● Aufgabe: Fasse im Textausschnitt den Absatz, der mit „Sehr häufig ist die mit dem Brautraub“ beginnt, als kürzere Stichpunktliste zusammen. Die wesentlichen Fakten sollen erhalten bleiben.

● Textausschnitt:
::::::::::

Sehr häufig ist die mit dem Brautraub eng zusammenhängende Erscheinung, dass ein König, dem die Hand einer Prinzessin verweigert ist, den Vater der betreffenden Jungfrau mit Krieg überzieht, um ihre Herausgabe mit offener Gewalt zu erzwingen. Oft entschloss sich der bedrängte Vater in solchem Falle durch schleuniges Nachgeben das Äußerste abzuwenden. So im „Athis und Porphirias“. Hier kommt im entscheidenden Moment dann allerdings noch eine andere Macht hinzu, nämlich der vom Vater notgedrungen übergangene Liebhaber. Evas von Rom hat dem Könige Bilas von Sizilien auf dessen Drohungen hin die Hand seiner Tochter Gayete zugestanden, obwohl diese schon dem Athis zugesagt war. Athis verschafft sich selber sein Recht, indem er mit einer kleinen Schar das Heer des Bilas überfällt, es vernichtet und die Gayete den Händen des Königs entreißt. Ein Beispiel haben wir sogar, wo der eigene Gatte zur Herausgabe seiner Gattin gezwungen werden soll. Der König Ganor von den Balearen erhält von Margoire, dem Sohne des berüchtigten Königs Marsilie, die Aufforderung, ihm seine Gattin, die schöne Aye, abzutreten. Auf Ganors Weigerung sucht Margoire ihn durch Waffengewalt willfährig zu machen.

Ein offener Raub oder Abpressung, wie in den angeführten Beispielen, war natürlich nicht ratsam und sogar unmöglich, wenn die Macht des Liebenden nicht ausreichte, um sich mit Gewalt des Gegenstandes seiner Zuneigung zu versichern. In diesem Falle musste mit List vorgegangen werden. Und auch hierfür fehlen uns die Belege nicht.*) Bekannt ist die Erzählung von dem hölzernen Pferde, welches die wunderbare Eigenschaft hat, dass es sich nach leichtem Druck an einer Schraube mit dem Reiter in die Lüfte erhebt und auf ähnliche Art sich lenken und wieder zur Erde bringen lässt.

*) Florient et Florete, hist litt, Bd. 28, S. 162 f. Zwei Ritter entführen zwei Jungfrauen aus feindlichem Lager und lassen sich sofort mit ihnen trauen.
Florent et Octavian, hist. litt, Bd. 26, S. 319. Befreiung eines Gefangenen durch eine Königstochter und gemeinsame Flucht.
Aiol entführt eine sarazenische Prinzessin, welche ihn alsbald wegen seiner Tapferkeit lieb gewinnt und sich nach ihrer Ankunft in Frankreich mit ihm verheiratet; hist. litt, Bd. 22, S. 283-285.

::::::::::

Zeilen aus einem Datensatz
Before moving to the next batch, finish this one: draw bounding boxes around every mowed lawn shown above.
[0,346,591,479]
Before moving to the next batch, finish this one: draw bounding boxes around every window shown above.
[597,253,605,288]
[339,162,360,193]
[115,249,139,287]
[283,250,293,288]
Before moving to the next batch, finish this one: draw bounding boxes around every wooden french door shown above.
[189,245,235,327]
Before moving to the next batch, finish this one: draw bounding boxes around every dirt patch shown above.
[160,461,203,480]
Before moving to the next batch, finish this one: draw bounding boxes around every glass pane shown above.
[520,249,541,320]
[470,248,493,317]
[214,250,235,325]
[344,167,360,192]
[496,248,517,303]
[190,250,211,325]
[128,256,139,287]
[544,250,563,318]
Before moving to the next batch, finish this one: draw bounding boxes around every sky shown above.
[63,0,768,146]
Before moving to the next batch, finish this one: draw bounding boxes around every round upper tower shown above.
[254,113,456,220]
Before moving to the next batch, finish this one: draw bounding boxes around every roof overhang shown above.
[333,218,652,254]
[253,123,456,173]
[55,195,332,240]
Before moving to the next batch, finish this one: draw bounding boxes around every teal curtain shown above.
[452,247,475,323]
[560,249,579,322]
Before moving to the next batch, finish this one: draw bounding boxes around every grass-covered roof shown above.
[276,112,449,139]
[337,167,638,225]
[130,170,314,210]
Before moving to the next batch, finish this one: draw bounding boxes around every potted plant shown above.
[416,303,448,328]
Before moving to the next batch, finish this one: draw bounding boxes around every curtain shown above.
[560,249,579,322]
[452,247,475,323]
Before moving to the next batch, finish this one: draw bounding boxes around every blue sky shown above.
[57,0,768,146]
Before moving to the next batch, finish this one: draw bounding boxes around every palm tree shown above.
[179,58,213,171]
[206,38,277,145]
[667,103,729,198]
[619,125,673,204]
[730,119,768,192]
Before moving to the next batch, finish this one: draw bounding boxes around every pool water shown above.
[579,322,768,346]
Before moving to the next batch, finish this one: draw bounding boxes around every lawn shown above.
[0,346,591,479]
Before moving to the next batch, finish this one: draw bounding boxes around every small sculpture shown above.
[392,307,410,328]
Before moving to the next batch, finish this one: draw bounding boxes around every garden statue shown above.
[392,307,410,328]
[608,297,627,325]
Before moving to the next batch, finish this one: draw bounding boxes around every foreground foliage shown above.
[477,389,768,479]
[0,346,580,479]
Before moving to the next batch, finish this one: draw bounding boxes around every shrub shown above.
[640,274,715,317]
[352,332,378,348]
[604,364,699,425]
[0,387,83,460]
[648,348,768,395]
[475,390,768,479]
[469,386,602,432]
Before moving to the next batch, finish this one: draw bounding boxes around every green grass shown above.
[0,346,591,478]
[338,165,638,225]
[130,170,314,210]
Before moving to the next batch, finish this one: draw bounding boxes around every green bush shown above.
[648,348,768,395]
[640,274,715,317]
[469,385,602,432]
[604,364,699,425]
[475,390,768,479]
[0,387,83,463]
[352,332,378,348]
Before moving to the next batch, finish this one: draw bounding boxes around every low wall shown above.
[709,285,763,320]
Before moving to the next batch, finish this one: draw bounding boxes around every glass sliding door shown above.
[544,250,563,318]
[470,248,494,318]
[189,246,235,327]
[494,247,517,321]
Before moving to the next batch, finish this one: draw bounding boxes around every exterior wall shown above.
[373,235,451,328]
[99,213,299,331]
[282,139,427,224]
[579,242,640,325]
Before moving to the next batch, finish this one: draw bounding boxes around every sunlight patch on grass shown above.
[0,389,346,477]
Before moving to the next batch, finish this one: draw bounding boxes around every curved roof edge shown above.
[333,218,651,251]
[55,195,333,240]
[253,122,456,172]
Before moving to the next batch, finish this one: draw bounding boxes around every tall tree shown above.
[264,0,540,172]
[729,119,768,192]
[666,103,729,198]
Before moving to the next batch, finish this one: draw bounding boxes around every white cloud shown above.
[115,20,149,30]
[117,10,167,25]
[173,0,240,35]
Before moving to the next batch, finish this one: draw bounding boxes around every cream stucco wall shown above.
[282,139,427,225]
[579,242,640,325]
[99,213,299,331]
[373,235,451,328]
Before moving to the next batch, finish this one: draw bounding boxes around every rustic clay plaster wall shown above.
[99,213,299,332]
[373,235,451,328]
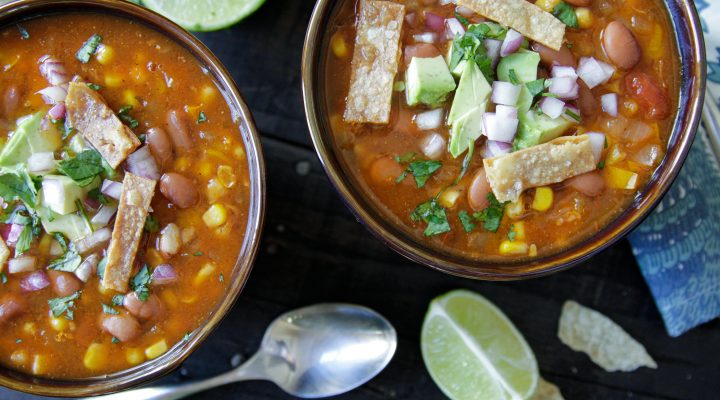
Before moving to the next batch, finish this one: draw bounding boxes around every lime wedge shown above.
[142,0,265,32]
[420,290,539,400]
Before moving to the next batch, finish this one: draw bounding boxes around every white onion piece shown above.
[413,32,437,44]
[485,140,512,158]
[415,108,443,131]
[577,57,615,89]
[27,151,56,173]
[420,133,446,160]
[600,93,617,117]
[126,145,160,180]
[8,256,37,274]
[500,29,523,57]
[90,204,117,229]
[540,97,565,119]
[483,113,518,143]
[20,271,50,292]
[548,77,580,100]
[495,104,517,118]
[586,132,605,164]
[100,179,122,200]
[490,81,521,106]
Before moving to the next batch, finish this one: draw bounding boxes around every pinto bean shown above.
[531,42,577,69]
[468,168,492,211]
[167,110,192,153]
[145,128,173,169]
[160,172,200,208]
[602,21,640,69]
[0,293,28,324]
[101,314,140,342]
[47,270,82,297]
[123,292,164,320]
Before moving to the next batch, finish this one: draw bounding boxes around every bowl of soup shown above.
[303,0,705,280]
[0,0,265,396]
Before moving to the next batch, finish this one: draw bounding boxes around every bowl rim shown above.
[0,0,267,397]
[302,0,706,281]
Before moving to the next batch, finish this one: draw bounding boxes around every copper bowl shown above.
[0,0,265,397]
[302,0,706,280]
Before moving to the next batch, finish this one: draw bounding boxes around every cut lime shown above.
[142,0,265,32]
[420,290,539,400]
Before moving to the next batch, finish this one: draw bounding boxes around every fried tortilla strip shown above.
[345,0,405,124]
[483,135,597,201]
[65,82,140,169]
[457,0,565,50]
[102,172,157,292]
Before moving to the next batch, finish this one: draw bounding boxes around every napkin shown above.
[629,0,720,337]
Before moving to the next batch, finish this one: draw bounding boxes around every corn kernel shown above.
[500,240,528,256]
[193,263,216,286]
[203,203,227,228]
[605,167,638,190]
[83,343,108,370]
[532,186,553,212]
[32,354,50,375]
[330,32,350,58]
[125,347,145,365]
[95,44,115,65]
[145,339,167,360]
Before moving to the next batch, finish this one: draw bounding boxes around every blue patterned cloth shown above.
[629,0,720,336]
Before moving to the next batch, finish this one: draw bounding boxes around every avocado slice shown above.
[0,111,62,167]
[405,56,455,107]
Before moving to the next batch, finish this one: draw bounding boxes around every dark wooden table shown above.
[0,0,720,400]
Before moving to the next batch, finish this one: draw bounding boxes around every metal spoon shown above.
[94,304,397,400]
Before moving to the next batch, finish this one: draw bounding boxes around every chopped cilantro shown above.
[75,34,102,64]
[48,290,82,321]
[410,198,450,236]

::::::::::

● Antwort:
- Eng mit dem Brautraub verbunden ist ein häufiges Motiv: Ein König, dem die Hand einer Prinzessin verweigert wird, führt Krieg gegen ihren Vater und will ihre Herausgabe mit Gewalt erzwingen.
- Oft gab der bedrängte Vater rasch nach, um das Äußerste abzuwenden.
- Ein Beispiel ist „Athis und Porphirias“. Dort sagt Evas von Rom auf Drohungen hin König Bilas von Sizilien die Hand seiner Tochter Gayete zu, obwohl sie schon Athis versprochen war.
- Athis überfällt daraufhin mit einer kleinen Schar das Heer des Bilas, vernichtet es und entreißt dem König Gayete.
- In einem Fall soll sogar ein Ehemann zur Herausgabe seiner Frau gezwungen werden: Margoire, der Sohn des berüchtigten Königs Marsilie, verlangt von König Ganor von den Balearen dessen Gattin, die schöne Aye.
- Als Ganor sich weigert, versucht Margoire, ihn mit Waffengewalt gefügig zu machen.